What you are asked to do:
From the passage on managing remote teams, copy out everything from "Use face-to-face time" down to "and calendars well.", word for word.
═════ Provided passage
Wherever your team is and what type of people make it up, management must play a crucial role in making sure everyone has a chance for deep focus. University of California’s Professor Gloria Mark is one academic asking the price of an interruption. Her paper, The cost of interrupted work: More speed and stress, concludes that distracting someone from their work doesn’t slow them down, but means they produce poorer quality work and feel more frustration and stress.
Use face-to-face time for what it’s best for
My last full-time job showed me how the remote work approach is more important than tools or factors like how often staff meet. I was giving technical expertise for cybersecurity product sales.
Our collaboration tools weren’t great. There was the usual nightmare of email and calendar software, partly integrated with more software for phone calls and text chat. Collaboration was mainly over conference call rather than video. I usually worked remotely, but some of the team used offices shared with colleagues or the wider company full- or part-time (known as hybrid working.)
Even though I saw and met colleagues less often, I always felt part of the team. I believe that part of that team feeling came from the smart use of tools: People promptly replied to communication and managed their out-of-office notifications and calendars well.
Management also drove the team feeling by continually staying in touch and freely giving both praise and suggested improvements.
Physical meetings were infrequent but scheduled. They were both practical and social, giving a chance to get to know colleagues outside text or phone interactions.
Colleagues and associated teams made the most of face-to-face meetings. The sales team always made sure they spent time together before and after visits to customers and potential customers.
══════════
═════ Records shown
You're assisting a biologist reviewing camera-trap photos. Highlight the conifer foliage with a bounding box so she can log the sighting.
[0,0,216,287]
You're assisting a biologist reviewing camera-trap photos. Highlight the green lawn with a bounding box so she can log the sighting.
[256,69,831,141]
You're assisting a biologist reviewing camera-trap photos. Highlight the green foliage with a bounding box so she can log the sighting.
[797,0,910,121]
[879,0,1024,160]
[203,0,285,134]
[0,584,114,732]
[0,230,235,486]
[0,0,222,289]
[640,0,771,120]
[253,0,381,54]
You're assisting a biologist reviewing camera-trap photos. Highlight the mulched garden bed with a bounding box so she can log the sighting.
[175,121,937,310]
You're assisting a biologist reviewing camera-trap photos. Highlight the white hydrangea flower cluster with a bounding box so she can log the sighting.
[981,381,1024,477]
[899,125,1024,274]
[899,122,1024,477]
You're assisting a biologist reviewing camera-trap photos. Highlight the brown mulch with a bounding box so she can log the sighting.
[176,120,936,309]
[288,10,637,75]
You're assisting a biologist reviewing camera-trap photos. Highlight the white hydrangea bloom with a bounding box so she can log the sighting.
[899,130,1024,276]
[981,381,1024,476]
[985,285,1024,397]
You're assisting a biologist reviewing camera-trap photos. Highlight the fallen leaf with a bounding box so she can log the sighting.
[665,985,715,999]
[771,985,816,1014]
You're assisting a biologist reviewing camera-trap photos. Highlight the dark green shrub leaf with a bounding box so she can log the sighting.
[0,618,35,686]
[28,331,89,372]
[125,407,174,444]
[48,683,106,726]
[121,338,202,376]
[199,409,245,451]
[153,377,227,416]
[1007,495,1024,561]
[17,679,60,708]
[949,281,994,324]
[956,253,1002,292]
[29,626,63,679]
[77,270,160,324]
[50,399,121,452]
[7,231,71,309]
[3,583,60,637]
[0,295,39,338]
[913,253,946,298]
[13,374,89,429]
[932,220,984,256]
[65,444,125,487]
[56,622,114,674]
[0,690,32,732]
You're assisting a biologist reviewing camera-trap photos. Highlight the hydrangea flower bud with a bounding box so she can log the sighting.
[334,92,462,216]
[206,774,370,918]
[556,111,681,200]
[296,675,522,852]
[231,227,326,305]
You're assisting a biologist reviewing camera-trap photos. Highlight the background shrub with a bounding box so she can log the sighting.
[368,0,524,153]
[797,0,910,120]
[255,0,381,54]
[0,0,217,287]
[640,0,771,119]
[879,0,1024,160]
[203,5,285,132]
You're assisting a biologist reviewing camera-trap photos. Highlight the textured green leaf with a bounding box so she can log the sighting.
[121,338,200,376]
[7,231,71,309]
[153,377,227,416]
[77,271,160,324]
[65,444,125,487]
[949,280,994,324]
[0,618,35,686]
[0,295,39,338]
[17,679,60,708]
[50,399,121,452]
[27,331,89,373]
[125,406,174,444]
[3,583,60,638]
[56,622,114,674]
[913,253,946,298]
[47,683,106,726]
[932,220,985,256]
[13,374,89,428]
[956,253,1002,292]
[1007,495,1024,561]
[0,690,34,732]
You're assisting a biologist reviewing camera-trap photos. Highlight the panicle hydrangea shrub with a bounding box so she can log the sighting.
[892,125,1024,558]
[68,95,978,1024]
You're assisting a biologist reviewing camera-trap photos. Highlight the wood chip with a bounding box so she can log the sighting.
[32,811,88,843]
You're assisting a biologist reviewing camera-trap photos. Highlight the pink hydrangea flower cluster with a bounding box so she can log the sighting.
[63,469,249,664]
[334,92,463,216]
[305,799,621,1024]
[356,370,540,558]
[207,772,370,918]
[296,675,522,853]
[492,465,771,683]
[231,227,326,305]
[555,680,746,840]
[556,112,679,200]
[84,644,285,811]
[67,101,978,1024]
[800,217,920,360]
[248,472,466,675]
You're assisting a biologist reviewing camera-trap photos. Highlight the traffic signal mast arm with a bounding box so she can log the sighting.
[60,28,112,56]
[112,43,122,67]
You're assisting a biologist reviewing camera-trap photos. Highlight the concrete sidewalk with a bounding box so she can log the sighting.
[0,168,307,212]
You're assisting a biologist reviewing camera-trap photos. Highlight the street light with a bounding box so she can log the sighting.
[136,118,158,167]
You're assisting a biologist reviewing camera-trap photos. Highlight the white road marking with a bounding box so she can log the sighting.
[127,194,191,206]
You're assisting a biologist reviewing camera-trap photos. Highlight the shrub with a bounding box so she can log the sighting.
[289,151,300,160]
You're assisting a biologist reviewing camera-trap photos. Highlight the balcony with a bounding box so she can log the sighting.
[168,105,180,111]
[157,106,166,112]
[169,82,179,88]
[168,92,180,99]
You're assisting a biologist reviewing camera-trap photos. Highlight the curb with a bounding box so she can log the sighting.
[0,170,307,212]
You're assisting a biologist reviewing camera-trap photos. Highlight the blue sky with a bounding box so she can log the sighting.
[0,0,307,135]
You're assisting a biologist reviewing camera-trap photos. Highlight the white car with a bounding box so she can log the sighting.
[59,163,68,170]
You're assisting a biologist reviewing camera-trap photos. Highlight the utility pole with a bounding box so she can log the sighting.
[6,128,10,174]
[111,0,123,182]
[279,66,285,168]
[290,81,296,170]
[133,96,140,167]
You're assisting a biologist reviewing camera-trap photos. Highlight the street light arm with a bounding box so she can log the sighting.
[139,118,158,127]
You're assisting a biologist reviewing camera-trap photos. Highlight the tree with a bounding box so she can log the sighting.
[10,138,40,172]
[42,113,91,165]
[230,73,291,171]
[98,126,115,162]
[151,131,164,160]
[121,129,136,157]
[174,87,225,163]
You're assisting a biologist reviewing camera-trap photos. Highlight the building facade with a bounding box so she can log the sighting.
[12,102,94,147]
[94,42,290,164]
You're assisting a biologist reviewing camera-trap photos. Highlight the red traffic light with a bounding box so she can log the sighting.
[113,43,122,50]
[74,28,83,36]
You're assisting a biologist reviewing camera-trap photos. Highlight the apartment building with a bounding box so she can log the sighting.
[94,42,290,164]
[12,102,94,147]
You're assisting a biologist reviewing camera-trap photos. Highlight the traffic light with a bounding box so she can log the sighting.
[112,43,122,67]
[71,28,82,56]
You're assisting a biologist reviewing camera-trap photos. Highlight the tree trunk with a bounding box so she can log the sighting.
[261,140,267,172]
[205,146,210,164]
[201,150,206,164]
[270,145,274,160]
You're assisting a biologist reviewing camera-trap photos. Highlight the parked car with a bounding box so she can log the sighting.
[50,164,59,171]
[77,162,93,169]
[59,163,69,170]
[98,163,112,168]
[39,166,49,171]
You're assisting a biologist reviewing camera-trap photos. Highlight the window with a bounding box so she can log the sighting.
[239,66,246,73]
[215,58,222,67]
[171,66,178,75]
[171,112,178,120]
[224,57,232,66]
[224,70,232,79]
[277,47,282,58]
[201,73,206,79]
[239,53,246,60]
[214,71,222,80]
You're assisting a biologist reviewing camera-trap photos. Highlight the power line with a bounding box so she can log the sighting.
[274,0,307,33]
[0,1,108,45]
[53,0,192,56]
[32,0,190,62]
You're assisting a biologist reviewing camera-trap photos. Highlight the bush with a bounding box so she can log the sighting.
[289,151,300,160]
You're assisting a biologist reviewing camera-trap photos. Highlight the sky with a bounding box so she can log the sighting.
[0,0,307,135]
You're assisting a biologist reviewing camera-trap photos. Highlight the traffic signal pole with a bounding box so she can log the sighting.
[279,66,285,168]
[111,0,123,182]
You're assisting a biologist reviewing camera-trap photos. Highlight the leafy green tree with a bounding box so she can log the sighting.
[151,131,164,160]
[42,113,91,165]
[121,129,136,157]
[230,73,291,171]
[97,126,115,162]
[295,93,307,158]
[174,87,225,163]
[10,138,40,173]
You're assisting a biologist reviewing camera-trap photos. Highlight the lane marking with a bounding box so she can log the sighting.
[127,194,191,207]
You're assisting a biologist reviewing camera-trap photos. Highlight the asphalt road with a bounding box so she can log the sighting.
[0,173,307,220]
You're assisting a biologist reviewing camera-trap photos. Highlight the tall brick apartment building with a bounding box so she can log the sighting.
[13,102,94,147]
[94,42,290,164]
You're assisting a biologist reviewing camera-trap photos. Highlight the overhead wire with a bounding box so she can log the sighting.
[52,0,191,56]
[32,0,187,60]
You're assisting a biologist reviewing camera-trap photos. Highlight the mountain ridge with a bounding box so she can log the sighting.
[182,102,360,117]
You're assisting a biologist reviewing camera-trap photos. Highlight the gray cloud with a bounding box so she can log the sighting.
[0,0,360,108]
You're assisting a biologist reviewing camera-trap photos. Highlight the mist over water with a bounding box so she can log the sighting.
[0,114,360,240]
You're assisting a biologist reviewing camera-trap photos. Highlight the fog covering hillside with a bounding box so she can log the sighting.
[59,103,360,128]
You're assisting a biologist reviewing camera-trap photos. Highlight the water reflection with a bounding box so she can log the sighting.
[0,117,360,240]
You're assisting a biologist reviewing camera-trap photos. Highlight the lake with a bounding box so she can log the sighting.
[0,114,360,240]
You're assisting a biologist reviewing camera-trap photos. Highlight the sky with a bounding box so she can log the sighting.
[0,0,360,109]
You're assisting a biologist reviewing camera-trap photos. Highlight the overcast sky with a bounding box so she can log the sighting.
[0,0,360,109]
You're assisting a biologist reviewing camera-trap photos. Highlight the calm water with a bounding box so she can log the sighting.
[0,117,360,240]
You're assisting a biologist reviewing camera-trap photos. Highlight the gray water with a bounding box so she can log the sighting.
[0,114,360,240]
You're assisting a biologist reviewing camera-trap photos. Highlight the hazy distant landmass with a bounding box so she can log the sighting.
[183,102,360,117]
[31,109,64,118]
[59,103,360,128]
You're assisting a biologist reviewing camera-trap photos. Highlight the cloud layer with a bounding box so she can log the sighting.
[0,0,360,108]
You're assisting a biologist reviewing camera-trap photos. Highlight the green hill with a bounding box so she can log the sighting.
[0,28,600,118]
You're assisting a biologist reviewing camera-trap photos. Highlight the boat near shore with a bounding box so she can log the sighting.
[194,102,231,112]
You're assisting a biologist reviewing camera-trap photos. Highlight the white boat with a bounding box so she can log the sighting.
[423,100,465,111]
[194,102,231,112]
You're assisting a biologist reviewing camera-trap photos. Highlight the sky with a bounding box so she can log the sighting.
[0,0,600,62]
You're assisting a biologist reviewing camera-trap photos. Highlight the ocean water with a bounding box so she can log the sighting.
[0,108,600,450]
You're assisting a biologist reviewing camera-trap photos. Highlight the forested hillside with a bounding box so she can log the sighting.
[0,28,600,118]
══════════
Written response:
Use face-to-face time for what it’s best for
My last full-time job showed me how the remote work approach is more important than tools or factors like how often staff meet. I was giving technical expertise for cybersecurity product sales.
Our collaboration tools weren’t great. There was the usual nightmare of email and calendar software, partly integrated with more software for phone calls and text chat. Collaboration was mainly over conference call rather than video. I usually worked remotely, but some of the team used offices shared with colleagues or the wider company full- or part-time (known as hybrid working.)
Even though I saw and met colleagues less often, I always felt part of the team. I believe that part of that team feeling came from the smart use of tools: People promptly replied to communication and managed their out-of-office notifications and calendars well.